DATA -
(begin)

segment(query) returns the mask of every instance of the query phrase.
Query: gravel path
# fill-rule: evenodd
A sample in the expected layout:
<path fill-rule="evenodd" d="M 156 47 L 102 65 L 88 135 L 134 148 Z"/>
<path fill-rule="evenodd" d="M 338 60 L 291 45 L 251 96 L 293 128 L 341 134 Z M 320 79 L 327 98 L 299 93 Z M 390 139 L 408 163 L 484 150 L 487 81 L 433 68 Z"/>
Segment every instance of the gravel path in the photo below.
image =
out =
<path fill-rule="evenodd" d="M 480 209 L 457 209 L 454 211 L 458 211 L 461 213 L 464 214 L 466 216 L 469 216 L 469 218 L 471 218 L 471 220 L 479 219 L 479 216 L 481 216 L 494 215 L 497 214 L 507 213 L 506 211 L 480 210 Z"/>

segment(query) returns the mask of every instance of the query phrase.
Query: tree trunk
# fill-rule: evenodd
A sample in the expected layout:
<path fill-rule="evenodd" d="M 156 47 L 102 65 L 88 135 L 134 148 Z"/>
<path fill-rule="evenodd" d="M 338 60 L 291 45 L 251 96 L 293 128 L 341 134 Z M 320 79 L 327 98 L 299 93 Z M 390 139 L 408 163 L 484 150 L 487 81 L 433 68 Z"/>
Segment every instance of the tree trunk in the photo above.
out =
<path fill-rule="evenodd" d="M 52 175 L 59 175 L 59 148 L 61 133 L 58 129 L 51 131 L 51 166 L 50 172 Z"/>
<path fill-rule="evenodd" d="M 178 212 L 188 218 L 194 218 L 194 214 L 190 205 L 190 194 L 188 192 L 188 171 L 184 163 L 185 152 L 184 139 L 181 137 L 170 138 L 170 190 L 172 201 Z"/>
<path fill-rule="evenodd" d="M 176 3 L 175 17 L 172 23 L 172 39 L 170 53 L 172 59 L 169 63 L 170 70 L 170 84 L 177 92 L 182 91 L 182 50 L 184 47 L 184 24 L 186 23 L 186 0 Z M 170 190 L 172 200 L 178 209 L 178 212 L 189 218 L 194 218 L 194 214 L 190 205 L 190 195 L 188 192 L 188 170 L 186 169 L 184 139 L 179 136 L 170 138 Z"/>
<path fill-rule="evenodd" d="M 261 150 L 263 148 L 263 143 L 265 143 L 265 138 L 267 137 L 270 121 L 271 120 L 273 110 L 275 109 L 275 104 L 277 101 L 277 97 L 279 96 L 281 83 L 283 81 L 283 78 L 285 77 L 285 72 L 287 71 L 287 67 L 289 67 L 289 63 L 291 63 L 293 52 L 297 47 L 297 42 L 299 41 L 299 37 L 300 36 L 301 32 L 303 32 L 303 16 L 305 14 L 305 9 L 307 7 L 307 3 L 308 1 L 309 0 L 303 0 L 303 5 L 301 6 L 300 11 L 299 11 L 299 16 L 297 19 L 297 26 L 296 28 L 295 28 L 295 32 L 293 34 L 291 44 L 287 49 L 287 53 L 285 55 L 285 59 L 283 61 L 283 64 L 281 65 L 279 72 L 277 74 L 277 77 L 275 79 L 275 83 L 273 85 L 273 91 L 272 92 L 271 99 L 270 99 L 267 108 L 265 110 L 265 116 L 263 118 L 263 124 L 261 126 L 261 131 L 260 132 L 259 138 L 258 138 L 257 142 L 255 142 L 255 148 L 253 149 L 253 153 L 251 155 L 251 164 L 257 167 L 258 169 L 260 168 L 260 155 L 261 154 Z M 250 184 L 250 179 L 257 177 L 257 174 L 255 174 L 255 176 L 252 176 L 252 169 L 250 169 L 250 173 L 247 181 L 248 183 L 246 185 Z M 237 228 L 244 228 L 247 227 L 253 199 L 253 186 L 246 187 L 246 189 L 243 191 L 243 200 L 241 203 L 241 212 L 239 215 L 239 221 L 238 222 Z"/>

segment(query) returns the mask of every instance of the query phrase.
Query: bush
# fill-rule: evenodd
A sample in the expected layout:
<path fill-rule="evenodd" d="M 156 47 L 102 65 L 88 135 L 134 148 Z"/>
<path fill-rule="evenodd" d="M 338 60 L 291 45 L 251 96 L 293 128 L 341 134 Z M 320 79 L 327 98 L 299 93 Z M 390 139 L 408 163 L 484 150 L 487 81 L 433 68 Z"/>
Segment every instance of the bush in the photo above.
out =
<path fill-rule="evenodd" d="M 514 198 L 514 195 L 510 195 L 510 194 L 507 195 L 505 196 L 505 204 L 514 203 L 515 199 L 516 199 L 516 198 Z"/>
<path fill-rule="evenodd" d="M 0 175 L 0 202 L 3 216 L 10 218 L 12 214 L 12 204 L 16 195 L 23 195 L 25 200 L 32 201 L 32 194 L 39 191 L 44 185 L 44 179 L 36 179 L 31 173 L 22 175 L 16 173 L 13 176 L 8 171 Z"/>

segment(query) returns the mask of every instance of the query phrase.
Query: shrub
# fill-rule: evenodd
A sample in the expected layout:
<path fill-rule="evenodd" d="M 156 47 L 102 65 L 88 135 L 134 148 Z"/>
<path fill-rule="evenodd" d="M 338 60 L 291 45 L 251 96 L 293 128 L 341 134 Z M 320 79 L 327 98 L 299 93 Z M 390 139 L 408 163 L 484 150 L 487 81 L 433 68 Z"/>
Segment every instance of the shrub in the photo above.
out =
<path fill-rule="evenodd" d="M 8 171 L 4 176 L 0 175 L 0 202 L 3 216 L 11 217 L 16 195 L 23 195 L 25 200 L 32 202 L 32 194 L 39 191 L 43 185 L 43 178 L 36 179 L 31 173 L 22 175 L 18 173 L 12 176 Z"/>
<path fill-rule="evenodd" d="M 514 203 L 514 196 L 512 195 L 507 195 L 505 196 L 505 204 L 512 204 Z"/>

(end)

REQUIRED TASK -
Print every one of the records above again, identical in each line and character.

TASK RESULT -
segment(query) returns the mask of every instance of the query phrase.
Query: gravel path
# fill-rule: evenodd
A sample in the expected layout:
<path fill-rule="evenodd" d="M 156 47 L 102 65 L 88 135 L 134 148 Z"/>
<path fill-rule="evenodd" d="M 338 60 L 291 45 L 251 96 L 293 128 L 341 134 Z M 320 79 L 327 98 L 299 93 Z M 390 139 L 408 163 L 484 150 L 487 81 L 433 68 Z"/>
Segment every instance of the gravel path in the photo below.
image =
out =
<path fill-rule="evenodd" d="M 480 209 L 457 209 L 454 211 L 458 211 L 461 213 L 464 214 L 466 216 L 469 216 L 469 218 L 471 218 L 471 220 L 479 219 L 479 216 L 481 216 L 494 215 L 497 214 L 507 213 L 506 211 L 480 210 Z"/>

segment(query) returns the mask of every instance of the query phrase.
Query: tree trunk
# fill-rule: evenodd
A sample in the expected layout:
<path fill-rule="evenodd" d="M 156 47 L 102 65 L 88 135 L 134 148 Z"/>
<path fill-rule="evenodd" d="M 338 60 L 291 45 L 251 96 L 293 128 L 341 134 Z M 320 79 L 327 98 L 299 93 Z M 390 139 L 408 163 L 484 150 L 487 81 L 433 68 Z"/>
Segment every instance of the tree trunk in the photo above.
out =
<path fill-rule="evenodd" d="M 52 175 L 59 175 L 59 148 L 61 133 L 58 129 L 51 131 L 51 166 L 50 172 Z"/>
<path fill-rule="evenodd" d="M 178 212 L 188 218 L 194 218 L 194 214 L 190 205 L 190 194 L 188 192 L 188 171 L 184 163 L 185 152 L 184 139 L 181 137 L 170 138 L 170 190 L 172 201 Z"/>
<path fill-rule="evenodd" d="M 176 3 L 175 17 L 172 23 L 172 39 L 170 53 L 172 59 L 169 63 L 170 70 L 170 84 L 177 92 L 182 91 L 182 50 L 184 47 L 184 24 L 186 23 L 186 0 Z M 170 190 L 172 200 L 178 209 L 178 212 L 189 218 L 194 218 L 194 214 L 190 205 L 190 195 L 188 192 L 188 170 L 186 169 L 184 139 L 179 136 L 170 138 Z"/>
<path fill-rule="evenodd" d="M 261 150 L 263 148 L 263 143 L 265 143 L 265 138 L 267 137 L 270 121 L 271 120 L 273 110 L 275 109 L 275 104 L 277 101 L 277 97 L 279 96 L 281 83 L 283 81 L 283 78 L 285 77 L 285 72 L 287 71 L 287 67 L 289 67 L 289 63 L 291 63 L 293 52 L 297 47 L 297 42 L 299 41 L 299 37 L 300 36 L 301 32 L 303 32 L 303 16 L 305 14 L 305 9 L 307 7 L 307 3 L 308 1 L 309 0 L 303 0 L 303 5 L 301 6 L 300 11 L 299 11 L 299 16 L 297 19 L 297 26 L 296 28 L 295 28 L 295 32 L 293 34 L 291 44 L 287 49 L 287 53 L 285 55 L 285 59 L 283 61 L 283 64 L 281 65 L 279 72 L 277 74 L 277 77 L 275 79 L 275 83 L 273 85 L 273 91 L 272 92 L 271 99 L 270 99 L 267 108 L 265 110 L 265 116 L 263 118 L 263 124 L 261 126 L 261 131 L 260 132 L 259 138 L 258 138 L 257 142 L 255 142 L 255 148 L 253 149 L 253 153 L 251 155 L 251 164 L 257 167 L 258 169 L 260 168 L 260 155 L 261 154 Z M 250 184 L 250 179 L 257 177 L 257 174 L 255 174 L 255 176 L 252 176 L 252 169 L 250 169 L 250 173 L 247 181 L 248 183 L 246 185 Z M 237 228 L 244 228 L 247 227 L 253 199 L 253 186 L 246 187 L 246 189 L 243 191 L 243 200 L 241 203 L 241 212 L 239 215 L 239 221 L 238 222 Z"/>

segment(query) returns the mask of every instance of the query phrase.
Query: bush
# fill-rule: evenodd
A sample in the expected layout:
<path fill-rule="evenodd" d="M 156 47 L 102 65 L 88 135 L 134 148 Z"/>
<path fill-rule="evenodd" d="M 338 60 L 291 45 L 251 96 L 293 128 L 341 134 Z M 320 79 L 327 98 L 299 93 Z M 390 139 L 408 163 L 484 150 L 487 81 L 433 68 Z"/>
Segment every instance of the bush in the photo above.
out =
<path fill-rule="evenodd" d="M 514 198 L 514 195 L 510 195 L 510 194 L 507 195 L 505 196 L 505 204 L 514 203 L 515 199 L 516 199 L 516 198 Z"/>
<path fill-rule="evenodd" d="M 0 175 L 0 202 L 3 216 L 10 218 L 12 214 L 12 204 L 16 195 L 23 195 L 25 200 L 32 201 L 32 194 L 39 191 L 44 185 L 44 179 L 36 179 L 31 173 L 22 175 L 16 173 L 13 176 L 8 171 Z"/>

segment(query) returns the mask of every instance of the query phrase.
Query: shrub
# fill-rule: evenodd
A sample in the expected layout:
<path fill-rule="evenodd" d="M 156 47 L 102 65 L 88 135 L 134 148 Z"/>
<path fill-rule="evenodd" d="M 338 60 L 291 45 L 251 96 L 293 128 L 341 134 Z M 320 79 L 327 98 L 299 93 Z M 390 139 L 408 163 L 484 150 L 487 81 L 433 68 Z"/>
Segment every instance of the shrub in the photo above.
out =
<path fill-rule="evenodd" d="M 8 171 L 4 176 L 0 175 L 0 202 L 3 216 L 11 217 L 16 195 L 23 195 L 25 200 L 32 202 L 32 194 L 39 191 L 43 185 L 43 178 L 36 179 L 31 173 L 22 175 L 18 173 L 12 176 Z"/>
<path fill-rule="evenodd" d="M 514 203 L 514 196 L 512 195 L 507 195 L 505 196 L 505 204 L 512 204 Z"/>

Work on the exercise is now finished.